◆ SELECTED EXCERPT:
# # # # # # #

Major: There seems to be limited detail on the CPAP give, what pressures where used? Did you have protocol? How much oxygen was used etc.

Minor: Do you have reference number from R&D re: Ethic approval or was it registered as service evaluation?

4) Results: This is the most unclear section of manuscript and need some major revision to make it flow.

If you are going to put key findings at the start of results: Keep them as key finding, Line 183 under key findings describes their characteristics yet this is under key findings. I don't think age and sex of the patients etc is key finding.

Personally I would suggest starting with the numbers in the study then move on to the participant characteristics, key findings can be highlighted in the first section of the discussion. Then have you sub-section of results. I would suggest there is clear section of CPAP as a bridge to IMV (or preventing IMV) and a section on CPAP in those with ceiling care and factors effecting mortality. These are just suggestions but I would like to see the section re worked.

# # # # # # #

◆ EXERCISE 1:
Reproduce the reviewer comments on the CPAP manuscript from "Personally I would" up to and including "section re worked.".
◆ EXERCISE 2:
Write the next part of the reviewer comments on the CPAP manuscript, picking up after their final sentence.

(Records from a dataset)

# # # # # # #

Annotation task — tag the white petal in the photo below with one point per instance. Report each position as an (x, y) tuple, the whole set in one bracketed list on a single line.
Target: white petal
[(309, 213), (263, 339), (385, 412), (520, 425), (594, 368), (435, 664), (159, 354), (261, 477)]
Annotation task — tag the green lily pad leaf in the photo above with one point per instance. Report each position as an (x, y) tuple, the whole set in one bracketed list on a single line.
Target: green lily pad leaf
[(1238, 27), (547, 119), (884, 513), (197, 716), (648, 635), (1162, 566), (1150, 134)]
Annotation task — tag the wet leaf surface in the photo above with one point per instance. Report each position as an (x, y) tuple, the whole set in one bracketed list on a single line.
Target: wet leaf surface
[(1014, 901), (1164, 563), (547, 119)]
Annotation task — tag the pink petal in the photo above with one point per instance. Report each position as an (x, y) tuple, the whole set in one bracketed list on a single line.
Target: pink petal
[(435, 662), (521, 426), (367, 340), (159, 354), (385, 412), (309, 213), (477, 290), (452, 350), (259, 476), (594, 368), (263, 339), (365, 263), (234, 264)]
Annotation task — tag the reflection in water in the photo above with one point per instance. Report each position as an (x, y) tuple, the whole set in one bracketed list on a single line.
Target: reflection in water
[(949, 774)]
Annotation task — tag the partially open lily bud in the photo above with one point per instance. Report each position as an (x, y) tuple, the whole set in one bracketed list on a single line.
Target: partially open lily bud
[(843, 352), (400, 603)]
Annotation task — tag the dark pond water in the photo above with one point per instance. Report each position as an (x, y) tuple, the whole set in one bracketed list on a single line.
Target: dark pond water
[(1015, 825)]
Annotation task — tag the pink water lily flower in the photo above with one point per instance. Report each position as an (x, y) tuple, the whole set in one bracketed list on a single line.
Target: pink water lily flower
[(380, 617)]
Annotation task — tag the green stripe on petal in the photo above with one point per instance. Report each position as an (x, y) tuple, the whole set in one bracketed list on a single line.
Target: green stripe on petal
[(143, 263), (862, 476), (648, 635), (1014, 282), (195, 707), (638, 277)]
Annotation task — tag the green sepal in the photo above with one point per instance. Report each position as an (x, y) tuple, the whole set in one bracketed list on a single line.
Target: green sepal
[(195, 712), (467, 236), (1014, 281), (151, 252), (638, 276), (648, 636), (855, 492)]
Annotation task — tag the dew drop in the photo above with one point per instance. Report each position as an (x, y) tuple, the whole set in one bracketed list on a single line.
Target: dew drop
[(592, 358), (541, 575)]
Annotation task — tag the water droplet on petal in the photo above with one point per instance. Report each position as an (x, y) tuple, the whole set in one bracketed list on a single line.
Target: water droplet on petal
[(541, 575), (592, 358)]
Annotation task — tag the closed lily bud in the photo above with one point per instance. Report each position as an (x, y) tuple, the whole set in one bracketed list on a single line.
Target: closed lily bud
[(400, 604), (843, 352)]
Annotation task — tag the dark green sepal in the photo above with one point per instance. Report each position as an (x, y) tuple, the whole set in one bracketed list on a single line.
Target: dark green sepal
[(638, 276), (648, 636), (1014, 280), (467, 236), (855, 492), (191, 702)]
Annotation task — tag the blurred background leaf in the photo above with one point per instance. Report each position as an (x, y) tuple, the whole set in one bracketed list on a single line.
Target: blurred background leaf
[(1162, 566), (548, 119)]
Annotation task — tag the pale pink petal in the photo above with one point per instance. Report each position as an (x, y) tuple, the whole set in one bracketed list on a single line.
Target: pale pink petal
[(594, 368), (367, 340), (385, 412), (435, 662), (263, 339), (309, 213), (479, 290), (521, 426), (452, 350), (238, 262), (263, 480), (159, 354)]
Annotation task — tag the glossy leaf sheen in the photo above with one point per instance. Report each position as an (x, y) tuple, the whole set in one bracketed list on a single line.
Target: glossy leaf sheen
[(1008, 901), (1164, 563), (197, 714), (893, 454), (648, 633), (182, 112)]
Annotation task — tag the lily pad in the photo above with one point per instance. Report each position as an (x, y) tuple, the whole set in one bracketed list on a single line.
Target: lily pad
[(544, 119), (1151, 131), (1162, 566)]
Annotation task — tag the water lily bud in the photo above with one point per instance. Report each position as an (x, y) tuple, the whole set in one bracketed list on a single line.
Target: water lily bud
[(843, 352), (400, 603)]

# # # # # # #

◆ FINAL ANSWER 1:
Personally I would suggest starting with the numbers in the study then move on to the participant characteristics, key findings can be highlighted in the first section of the discussion. Then have you sub-section of results. I would suggest there is clear section of CPAP as a bridge to IMV (or preventing IMV) and a section on CPAP in those with ceiling care and factors effecting mortality. These are just suggestions but I would like to see the section re worked.

◆ FINAL ANSWER 2:
Although it needs stating I would have thought you would expect those with a ceiling care who are on CPAP to have a higher mortality rate as they are logically sicker? The way this results section is written could imply the CPAP contributed to the outcome- if it did this need discussion in the next section, if fact these patient were just sicker this needs some rewording- in discussion you suggest it is due to severity.

It would be helpful to know how much oxygen & what CPAP these patients were on? And how long did it take patients to fail on CPAP and need IMV.

The clinical picture is also not 100% clear, although there are lots of pre-existing condition accounted for, do you have ABG's, is there an P/F ratio you could give us?

5) The discussion is clearer than results.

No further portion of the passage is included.